Instructions to follow
Please tally how many lines below contain the string "point", where case counts, and reply with the number alone.

(Source data)
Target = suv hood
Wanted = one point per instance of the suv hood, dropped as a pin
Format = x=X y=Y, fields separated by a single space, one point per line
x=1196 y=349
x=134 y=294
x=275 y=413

Answer to this task
2